** Fragmento del texto **
:::::

Como los patrones culturales son distintos para cada región, grupo étnico, credo o condición social, las diferencias llevan siempre a hacer odiosas comparaciones. Como cada quien cree que su cultura representa la manera adecuada de vivir (o de morir) y esto es reforzado por el grupo con el que se siente identificado, se tiende a descontar las tradiciones ajenas, vistas como impropias y, como mínimo "exóticas". Al ignorarse —muchas veces a propósito y con malicia— el sistema de valores subyacente a los rituales y comportamientos de otros grupos humanos, se reacciona con irrespeto, de un modo que puede ser trivial —como una sonrisa desdeñosa— o trágico, como nos lo recuerdan los campos de concentración y exterminio de todas las épocas. Trabajar en sábado podría ser obligatorio en una oficina postal de Oklahoma City, pero sería terriblemente criticado por los hebreos fundamentalistas en Jerusalem. Si se es judío ashkenazi y se trabaja en la Oficina Postal de Oklahoma City la situación se vuelve un poco más compleja, pero no irresoluble.

:::::

** Datos del ejercicio **
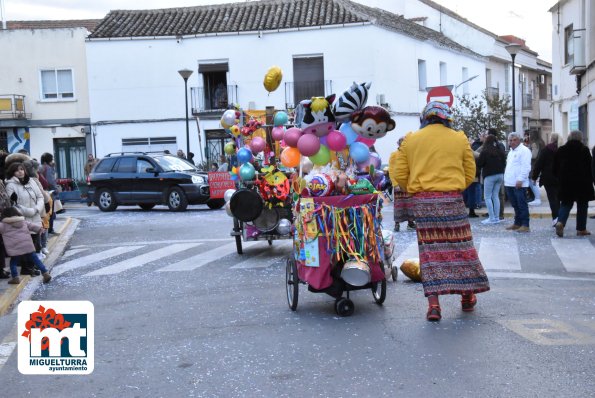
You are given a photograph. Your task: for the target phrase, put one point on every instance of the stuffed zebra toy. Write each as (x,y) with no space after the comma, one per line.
(350,101)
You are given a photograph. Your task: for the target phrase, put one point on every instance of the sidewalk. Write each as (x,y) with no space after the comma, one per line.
(10,293)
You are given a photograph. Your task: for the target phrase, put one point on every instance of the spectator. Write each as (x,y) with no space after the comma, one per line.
(516,181)
(572,166)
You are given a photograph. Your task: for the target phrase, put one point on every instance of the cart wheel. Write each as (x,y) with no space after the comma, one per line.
(344,307)
(292,283)
(394,273)
(238,230)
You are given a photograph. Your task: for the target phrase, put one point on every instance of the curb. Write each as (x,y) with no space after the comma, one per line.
(8,297)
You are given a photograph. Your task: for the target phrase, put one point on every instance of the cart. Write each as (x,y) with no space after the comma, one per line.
(324,271)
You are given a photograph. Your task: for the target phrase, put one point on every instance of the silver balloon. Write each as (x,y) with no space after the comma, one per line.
(228,209)
(284,227)
(228,194)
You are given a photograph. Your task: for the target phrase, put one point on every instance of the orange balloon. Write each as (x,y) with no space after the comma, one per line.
(290,157)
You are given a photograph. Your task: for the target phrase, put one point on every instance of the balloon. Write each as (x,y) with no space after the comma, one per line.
(277,133)
(228,194)
(272,78)
(308,144)
(230,148)
(245,155)
(292,136)
(257,145)
(280,118)
(336,141)
(247,172)
(290,157)
(228,118)
(359,152)
(235,130)
(348,132)
(284,227)
(322,157)
(368,141)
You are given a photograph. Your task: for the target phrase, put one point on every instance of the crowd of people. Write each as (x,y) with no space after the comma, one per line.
(437,175)
(28,207)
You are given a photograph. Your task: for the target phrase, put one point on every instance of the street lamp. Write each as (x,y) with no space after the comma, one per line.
(513,50)
(185,73)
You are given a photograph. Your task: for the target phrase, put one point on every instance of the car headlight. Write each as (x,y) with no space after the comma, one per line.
(198,180)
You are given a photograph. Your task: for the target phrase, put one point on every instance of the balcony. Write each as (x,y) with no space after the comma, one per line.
(212,100)
(527,102)
(298,91)
(493,92)
(12,106)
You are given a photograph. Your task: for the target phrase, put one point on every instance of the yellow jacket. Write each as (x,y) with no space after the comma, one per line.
(433,159)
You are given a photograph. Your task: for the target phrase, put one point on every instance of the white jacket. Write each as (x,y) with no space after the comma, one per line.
(518,166)
(29,201)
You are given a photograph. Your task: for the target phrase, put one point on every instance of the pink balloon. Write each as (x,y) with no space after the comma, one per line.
(308,144)
(336,141)
(277,133)
(292,136)
(257,145)
(368,141)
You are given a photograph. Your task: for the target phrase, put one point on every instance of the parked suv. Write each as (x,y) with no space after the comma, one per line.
(147,179)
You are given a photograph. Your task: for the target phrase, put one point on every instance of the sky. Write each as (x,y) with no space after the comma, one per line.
(527,19)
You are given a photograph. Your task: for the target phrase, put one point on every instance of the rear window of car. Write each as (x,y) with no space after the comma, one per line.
(105,166)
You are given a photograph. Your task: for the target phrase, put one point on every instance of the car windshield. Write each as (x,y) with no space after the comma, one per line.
(173,163)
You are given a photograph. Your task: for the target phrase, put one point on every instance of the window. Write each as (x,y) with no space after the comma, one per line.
(57,84)
(568,44)
(443,77)
(421,74)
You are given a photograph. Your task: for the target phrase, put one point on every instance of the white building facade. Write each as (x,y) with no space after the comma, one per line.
(573,67)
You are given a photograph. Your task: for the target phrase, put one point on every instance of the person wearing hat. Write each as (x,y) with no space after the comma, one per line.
(435,165)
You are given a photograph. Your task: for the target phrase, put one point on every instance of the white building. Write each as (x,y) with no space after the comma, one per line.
(137,96)
(43,91)
(573,67)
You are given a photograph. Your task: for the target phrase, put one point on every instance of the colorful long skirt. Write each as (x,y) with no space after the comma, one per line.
(403,210)
(448,260)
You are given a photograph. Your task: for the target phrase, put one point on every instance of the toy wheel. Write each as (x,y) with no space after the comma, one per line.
(292,283)
(344,307)
(238,231)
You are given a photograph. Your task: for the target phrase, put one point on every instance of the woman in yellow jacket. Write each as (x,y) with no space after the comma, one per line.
(435,165)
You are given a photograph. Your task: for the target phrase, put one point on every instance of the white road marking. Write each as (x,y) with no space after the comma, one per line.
(500,253)
(142,259)
(266,258)
(91,259)
(577,255)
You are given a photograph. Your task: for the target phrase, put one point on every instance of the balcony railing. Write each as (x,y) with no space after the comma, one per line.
(493,92)
(212,100)
(527,101)
(12,106)
(298,91)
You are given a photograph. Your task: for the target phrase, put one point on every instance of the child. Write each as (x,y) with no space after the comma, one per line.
(18,243)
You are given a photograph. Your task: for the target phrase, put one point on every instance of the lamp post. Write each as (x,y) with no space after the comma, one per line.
(185,73)
(513,49)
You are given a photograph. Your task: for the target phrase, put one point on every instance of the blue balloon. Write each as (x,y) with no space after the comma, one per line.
(359,152)
(348,132)
(280,118)
(247,172)
(244,155)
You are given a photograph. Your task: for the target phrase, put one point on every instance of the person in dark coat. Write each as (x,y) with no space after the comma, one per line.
(543,171)
(572,166)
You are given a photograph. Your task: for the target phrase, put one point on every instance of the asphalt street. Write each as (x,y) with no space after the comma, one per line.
(179,313)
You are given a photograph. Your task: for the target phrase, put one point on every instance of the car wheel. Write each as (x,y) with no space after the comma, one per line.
(106,200)
(215,204)
(176,199)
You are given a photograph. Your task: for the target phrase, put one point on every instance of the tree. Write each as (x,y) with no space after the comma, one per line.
(475,114)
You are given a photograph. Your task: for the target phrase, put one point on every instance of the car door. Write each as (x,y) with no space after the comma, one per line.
(123,178)
(147,187)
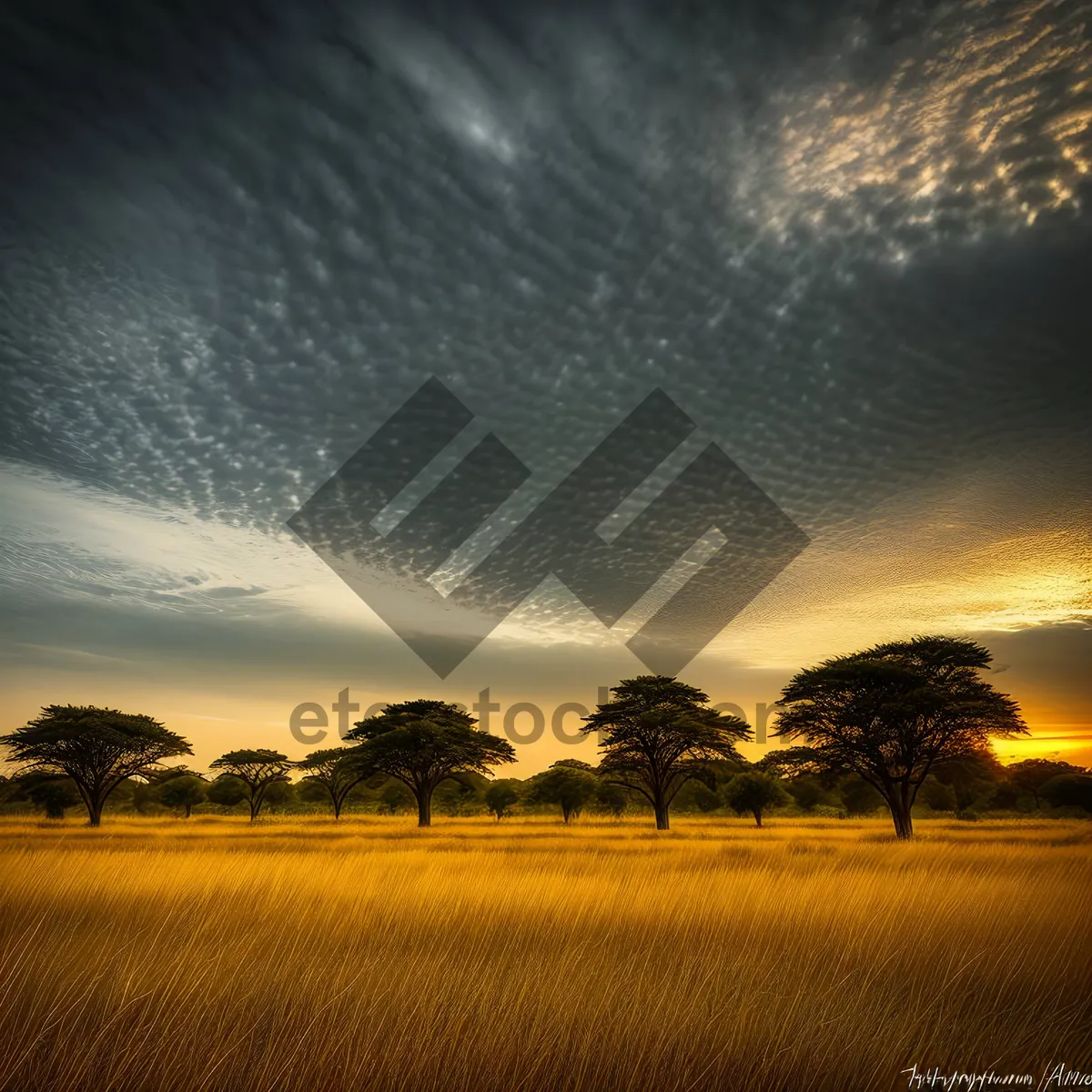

:::::

** Tareas pendientes **
**1)** Según el fragmento sobre los patrones culturales, ¿cómo se suelen ver las tradiciones ajenas?
**2)** Indica únicamente cuántas líneas de las filas contienen la cadena "street", distinguiendo entre mayúsculas y minúsculas.
El fragmento y las filas son materiales independientes entre sí.

** Respuestas **
**1)** Como impropias y, como mínimo, «exóticas».

**2)** 2